Quellenauszug:
============================================================

Reality-Games: Spiele mit der Wirklichkeit
Bei so genannten Reality-Games wird die reale Umgebung des Spielers miteinbezogen: Sie wird als Teil des Spiels empfunden und bietet spannende didaktische Szenarien für eine gänzlich neue Herangehensweise an Lernspiele. Eine Unterform dieser Spielsorte sind Alternate Reality-Games (ARG): Dabei werden von den Spielschöpfern ähnlich einer Schnitzeljagd Hinweise und Rätsel in unterschiedlichen Medien verstreut. Der oder die Spieler müssen einzeln oder gemeinsam versuchen, alle Hinweise richtig zu deuten und ein Ziel zu erreichen – meist im Rahmen eines Events. So etwas funktioniert auch mit einer hohen Mitspielerzahl. Beispielsweise wurde ein ARG im Rahmen des Marketings für den Steven-Spielberg-Film A. I. – Artificial Intelligence eingesetzt, um die Zuschauer neugierig zu machen. Im offiziellen Filmtrailer fanden sich mysteriöse Wortkombinationen, die zu weiteren Hinweisen im Internet, per Telefon und E-Mail führten.
„Bereits die Möglichkeit, Computer, Smartphones, Handhelds oder iPads nutzen zu können, ist für Mitarbeiter eine wichtige Motivationsquelle.“
ARGs sind grundsätzlich darauf ausgerichtet, dass sich mehrere Spieler zusammenfinden, um ein Rätsel zu lösen. Sie lassen ein Social Network entstehen: die perfekte Grundlage für gemeinsames Lernen. Das Besondere an ARGs ist, dass sie nicht nur in eine reale Umgebung eingebunden werden, sondern dass sie damit auch ihren Spielcharakter unterminieren und dem Spieler die Botschaft vermitteln: Das hier ist kein Spiel. Serious Games machen sich diese Spielkonstruktion zunutze und konfrontieren den Lernenden mit einer Mission, deren Erfüllung verschiedene Lernschritte beinhaltet. Im ARG Pheon des Smithsonian American Art Museum müssen die Besucher beispielsweise mithilfe eines Handys Aufgaben lösen, die sie nebenbei mit der Ausstellung vertraut machen.
Anwendungsgebiete: Kommunikation, Simulation, Planspiel
Serious Games erleichtern es, der oft gehörten Forderung nach lebenslangem Lernen nachzukommen. In Umfragen wird immer wieder deutlich, dass zwar die Notwendigkeit zum Lernen gesehen, die konkrete Umsetzung jedoch mit Mühe und Anstrengung in Verbindung gebracht wird. Vor allem in einem Bereich der betrieblichen Bildung können Serious Games ihre Trümpfe ausspielen: beim Training von Kommunikationsfähigkeiten. Auch hier sind es Unterhaltungsspiele, die vorgeben, was möglich und sinnvoll ist.

============================================================

Gespeicherte Datensätze:
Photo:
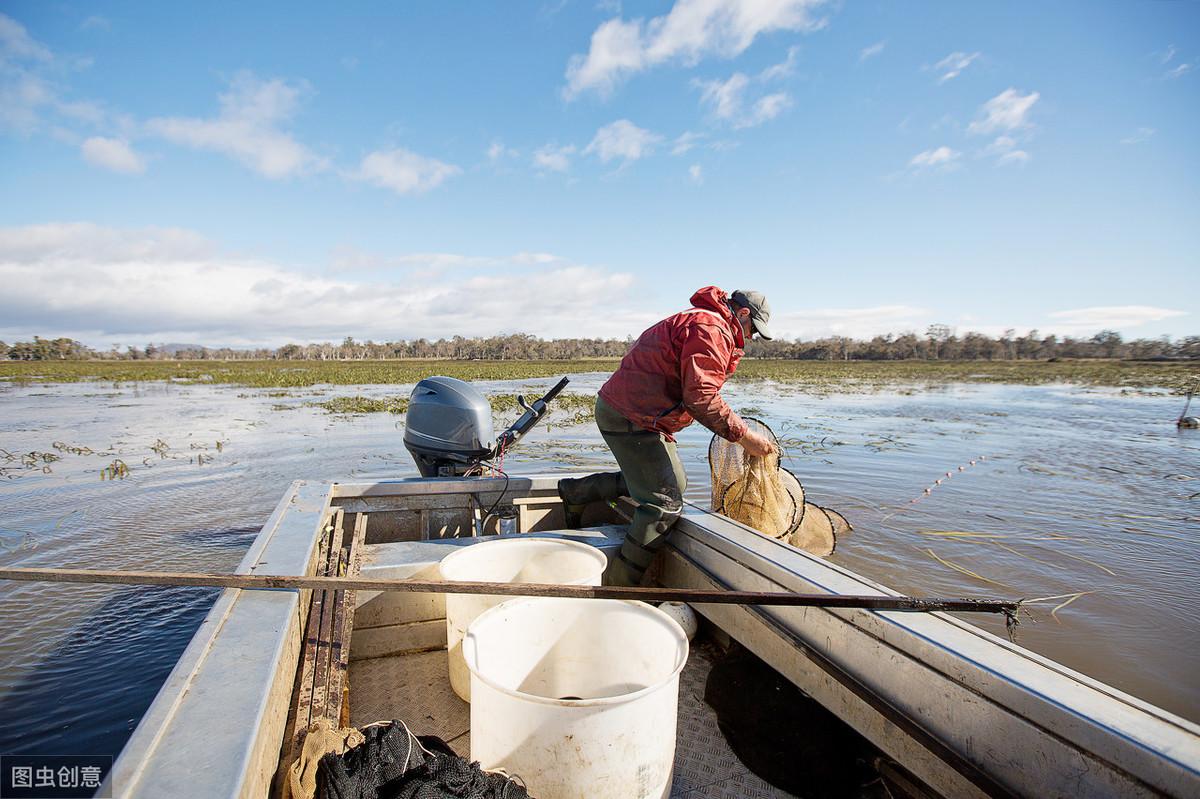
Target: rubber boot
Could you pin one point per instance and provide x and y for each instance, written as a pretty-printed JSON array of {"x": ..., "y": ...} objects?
[
  {"x": 647, "y": 534},
  {"x": 577, "y": 492}
]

============================================================

Aufgabe: Führen Sie alle Geräte auf, die das Zitat im Textauszug über Reality-Games nennt.

Lösung: Computer, Smartphones, Handhelds, iPads